# [Compito]
Secondo il brano, quanto è grande lo spazio creato nel 2020 durante la pandemia e a quale scopo è stato realizzato?

# [Brano]
- - - - - - -
So che questo è un periodo di crescita per i bar. Molti stanno scegliendo di metter un tostino nel proprio locale per prepararsi il proprio caffè. Bisogna imparare a farlo però, oltre ad aver bisogno di tempo. Senza complicarsi troppo la vita, è anche solo bello entrare in una caffetteria e trovare un’offerta variegata tra le micro roastery.”
Paternoster, come avete reagito alla pandemia e ora anche ai rincari della materia prima e alle difficoltà dei trasporti?
“Abbiamo reagito così: durante la pandemia abbiamo creato nel 2020 uno spazio di 100 metri quadrati per fare un laboratorio. Ho imparato anche a fare il muratore in quella occasione – scherza sempre Paternoster – abbiamo spostato lì le nostre macchine. Poi abbiamo un open space in cui tenere i corsi, con due macchine al loro interno. Ora, con l’aumento dei prezzi, non abbiamo avuto particolari problemi, lavorando soprattutto con gli specialty. Abbiamo accusato meno il colpo. Certo abbiamo aumentato il prezzo di un euro sul listino, ma è stato un piccolo rincaro che per i nostri clienti non è stato un problema. Ma in generale noi siamo per un aumento generale della tazzina, che deve spostarsi da un euro.”
- - - - - - -
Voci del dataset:
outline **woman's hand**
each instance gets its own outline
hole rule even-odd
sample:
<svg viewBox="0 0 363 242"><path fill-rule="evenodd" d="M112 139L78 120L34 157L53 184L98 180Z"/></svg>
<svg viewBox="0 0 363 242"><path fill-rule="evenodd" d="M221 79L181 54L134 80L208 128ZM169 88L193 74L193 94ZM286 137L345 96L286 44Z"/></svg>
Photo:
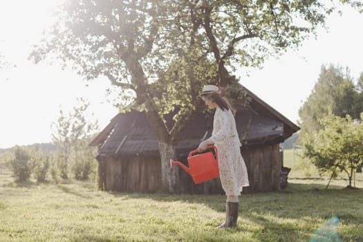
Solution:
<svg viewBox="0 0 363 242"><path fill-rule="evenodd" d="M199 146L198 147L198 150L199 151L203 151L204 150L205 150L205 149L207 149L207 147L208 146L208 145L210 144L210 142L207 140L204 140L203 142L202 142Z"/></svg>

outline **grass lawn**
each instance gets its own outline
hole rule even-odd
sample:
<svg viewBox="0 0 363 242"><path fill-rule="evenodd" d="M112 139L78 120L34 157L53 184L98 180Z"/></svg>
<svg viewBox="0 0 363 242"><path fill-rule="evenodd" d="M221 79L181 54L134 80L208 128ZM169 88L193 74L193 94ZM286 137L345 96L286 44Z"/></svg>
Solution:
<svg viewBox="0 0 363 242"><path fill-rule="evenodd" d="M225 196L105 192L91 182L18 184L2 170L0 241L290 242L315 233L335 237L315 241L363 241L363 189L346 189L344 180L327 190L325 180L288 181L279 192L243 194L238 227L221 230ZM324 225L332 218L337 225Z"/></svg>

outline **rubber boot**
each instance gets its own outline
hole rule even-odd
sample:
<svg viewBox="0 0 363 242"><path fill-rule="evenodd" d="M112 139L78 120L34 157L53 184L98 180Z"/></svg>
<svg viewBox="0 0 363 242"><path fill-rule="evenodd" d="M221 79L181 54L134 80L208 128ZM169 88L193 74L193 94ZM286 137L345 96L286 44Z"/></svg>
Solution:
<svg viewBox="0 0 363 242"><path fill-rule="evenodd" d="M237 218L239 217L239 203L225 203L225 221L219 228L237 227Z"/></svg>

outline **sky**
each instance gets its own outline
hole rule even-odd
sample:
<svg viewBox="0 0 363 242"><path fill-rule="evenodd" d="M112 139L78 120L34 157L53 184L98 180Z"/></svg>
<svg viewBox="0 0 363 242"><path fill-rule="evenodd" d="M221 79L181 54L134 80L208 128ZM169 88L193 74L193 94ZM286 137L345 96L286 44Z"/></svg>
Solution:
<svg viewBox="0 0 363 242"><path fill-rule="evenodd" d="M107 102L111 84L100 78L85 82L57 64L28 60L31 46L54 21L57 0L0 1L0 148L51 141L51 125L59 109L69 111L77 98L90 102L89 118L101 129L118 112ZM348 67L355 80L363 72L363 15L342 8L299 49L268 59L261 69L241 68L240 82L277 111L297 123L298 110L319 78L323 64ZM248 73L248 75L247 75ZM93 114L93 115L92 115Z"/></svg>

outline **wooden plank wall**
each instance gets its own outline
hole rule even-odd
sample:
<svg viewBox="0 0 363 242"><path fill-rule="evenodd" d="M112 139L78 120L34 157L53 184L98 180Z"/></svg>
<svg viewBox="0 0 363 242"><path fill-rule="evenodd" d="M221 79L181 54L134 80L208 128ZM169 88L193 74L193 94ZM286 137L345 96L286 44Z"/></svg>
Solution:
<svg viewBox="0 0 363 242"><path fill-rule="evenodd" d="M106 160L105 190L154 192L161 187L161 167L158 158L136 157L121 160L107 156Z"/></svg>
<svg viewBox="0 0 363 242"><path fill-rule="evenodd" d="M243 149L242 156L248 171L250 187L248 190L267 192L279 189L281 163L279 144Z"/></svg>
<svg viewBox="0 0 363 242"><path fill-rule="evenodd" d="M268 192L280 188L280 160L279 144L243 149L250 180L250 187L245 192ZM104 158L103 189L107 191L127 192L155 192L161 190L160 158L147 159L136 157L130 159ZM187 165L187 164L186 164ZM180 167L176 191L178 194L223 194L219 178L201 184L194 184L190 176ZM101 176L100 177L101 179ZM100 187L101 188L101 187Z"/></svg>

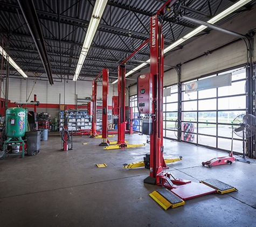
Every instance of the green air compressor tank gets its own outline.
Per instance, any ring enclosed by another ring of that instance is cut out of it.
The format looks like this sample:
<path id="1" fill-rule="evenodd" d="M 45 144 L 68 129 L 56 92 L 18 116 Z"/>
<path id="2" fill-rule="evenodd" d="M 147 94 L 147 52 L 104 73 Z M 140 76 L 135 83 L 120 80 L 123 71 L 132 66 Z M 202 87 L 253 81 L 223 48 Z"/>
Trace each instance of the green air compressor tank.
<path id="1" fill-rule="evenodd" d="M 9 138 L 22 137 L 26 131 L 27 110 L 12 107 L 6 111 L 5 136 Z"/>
- - - - - - -
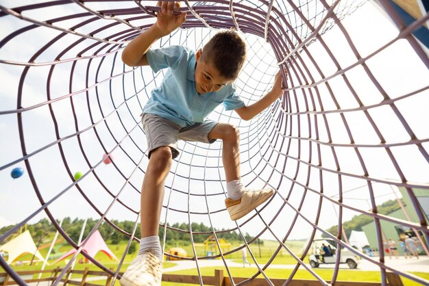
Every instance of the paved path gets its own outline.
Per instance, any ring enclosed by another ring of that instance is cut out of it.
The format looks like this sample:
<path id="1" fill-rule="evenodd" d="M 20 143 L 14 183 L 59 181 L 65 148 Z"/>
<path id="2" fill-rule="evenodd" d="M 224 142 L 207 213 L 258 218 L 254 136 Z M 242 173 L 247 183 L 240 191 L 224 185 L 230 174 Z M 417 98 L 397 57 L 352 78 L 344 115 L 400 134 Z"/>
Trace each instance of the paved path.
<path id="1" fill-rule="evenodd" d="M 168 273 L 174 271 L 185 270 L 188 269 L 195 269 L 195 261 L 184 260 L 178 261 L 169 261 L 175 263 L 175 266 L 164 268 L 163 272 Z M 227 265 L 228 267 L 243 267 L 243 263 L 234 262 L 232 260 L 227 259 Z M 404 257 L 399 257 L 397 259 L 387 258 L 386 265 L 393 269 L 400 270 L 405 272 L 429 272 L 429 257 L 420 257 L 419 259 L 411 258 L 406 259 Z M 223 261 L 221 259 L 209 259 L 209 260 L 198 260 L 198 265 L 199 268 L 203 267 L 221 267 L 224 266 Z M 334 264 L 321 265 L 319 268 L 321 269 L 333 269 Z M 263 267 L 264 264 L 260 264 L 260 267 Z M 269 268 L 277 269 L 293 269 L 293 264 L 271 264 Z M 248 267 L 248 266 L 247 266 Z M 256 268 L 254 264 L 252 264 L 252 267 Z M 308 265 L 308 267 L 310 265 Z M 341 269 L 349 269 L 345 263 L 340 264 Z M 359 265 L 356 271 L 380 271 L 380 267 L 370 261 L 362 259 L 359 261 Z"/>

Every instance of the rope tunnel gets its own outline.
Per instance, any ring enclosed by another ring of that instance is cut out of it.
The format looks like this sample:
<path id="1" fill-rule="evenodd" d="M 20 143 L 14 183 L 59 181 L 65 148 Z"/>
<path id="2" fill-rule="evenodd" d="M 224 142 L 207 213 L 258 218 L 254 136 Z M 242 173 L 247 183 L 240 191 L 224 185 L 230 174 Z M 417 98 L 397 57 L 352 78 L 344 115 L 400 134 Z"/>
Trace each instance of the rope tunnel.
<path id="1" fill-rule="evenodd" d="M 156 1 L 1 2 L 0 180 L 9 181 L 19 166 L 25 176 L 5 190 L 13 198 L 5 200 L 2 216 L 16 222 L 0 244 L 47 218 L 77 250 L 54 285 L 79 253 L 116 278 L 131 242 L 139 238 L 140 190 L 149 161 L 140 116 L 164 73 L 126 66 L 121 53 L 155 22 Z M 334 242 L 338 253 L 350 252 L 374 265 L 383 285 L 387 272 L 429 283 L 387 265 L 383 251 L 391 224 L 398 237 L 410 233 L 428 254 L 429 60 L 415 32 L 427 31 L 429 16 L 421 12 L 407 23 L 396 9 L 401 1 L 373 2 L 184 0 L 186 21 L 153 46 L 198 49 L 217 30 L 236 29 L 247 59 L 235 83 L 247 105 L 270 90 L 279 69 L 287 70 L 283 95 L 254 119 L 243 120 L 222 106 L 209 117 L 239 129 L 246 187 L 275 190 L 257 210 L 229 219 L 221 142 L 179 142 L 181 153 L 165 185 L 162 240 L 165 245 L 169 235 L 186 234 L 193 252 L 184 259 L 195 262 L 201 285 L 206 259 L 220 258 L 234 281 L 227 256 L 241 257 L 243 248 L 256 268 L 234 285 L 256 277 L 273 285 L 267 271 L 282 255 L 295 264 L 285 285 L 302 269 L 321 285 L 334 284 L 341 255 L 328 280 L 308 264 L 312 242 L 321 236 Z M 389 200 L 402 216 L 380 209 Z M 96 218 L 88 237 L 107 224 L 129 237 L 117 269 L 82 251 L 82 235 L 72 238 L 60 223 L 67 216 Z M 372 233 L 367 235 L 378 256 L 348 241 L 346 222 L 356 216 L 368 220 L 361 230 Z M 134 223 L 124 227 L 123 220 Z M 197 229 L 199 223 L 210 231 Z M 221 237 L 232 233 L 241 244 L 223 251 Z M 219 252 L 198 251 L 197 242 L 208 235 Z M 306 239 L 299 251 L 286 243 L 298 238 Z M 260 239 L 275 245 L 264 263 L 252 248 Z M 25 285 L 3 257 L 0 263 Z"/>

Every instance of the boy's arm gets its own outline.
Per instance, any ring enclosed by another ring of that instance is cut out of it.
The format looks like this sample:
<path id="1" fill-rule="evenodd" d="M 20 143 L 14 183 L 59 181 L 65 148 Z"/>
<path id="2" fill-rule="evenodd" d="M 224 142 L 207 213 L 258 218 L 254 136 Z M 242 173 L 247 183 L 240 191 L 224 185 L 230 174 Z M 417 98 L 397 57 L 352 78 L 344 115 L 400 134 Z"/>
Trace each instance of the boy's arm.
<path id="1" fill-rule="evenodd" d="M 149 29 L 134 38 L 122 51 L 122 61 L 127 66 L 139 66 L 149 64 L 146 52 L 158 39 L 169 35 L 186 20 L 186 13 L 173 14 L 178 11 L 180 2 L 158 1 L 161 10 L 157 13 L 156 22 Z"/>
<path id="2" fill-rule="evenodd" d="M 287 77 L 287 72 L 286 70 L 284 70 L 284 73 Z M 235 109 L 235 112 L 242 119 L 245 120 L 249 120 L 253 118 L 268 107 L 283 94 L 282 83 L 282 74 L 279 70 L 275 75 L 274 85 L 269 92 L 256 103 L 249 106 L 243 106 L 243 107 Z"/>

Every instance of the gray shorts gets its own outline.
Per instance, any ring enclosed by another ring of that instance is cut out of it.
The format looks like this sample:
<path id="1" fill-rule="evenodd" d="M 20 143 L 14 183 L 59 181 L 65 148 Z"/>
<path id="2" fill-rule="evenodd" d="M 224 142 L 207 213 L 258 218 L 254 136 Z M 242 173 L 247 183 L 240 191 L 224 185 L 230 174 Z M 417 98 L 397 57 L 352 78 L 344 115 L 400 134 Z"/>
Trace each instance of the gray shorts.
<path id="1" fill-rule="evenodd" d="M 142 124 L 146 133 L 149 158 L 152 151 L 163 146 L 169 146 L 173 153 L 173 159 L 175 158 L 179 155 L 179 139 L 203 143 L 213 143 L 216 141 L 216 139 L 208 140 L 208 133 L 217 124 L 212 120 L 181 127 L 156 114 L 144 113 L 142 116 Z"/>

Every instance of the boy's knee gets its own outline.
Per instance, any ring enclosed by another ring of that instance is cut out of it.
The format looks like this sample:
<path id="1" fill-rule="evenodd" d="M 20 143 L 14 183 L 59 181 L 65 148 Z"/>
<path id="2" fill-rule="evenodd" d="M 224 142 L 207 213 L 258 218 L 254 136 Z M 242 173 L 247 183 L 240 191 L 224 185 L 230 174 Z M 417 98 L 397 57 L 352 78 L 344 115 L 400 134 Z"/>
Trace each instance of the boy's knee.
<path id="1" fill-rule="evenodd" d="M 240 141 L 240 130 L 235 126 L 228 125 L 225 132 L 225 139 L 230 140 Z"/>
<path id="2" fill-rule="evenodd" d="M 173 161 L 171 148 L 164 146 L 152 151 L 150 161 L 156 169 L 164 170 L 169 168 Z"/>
- - - - - - -
# [Risposta scritta]
Lo spazio misura 100 metri quadrati ed è stato creato per fare un laboratorio.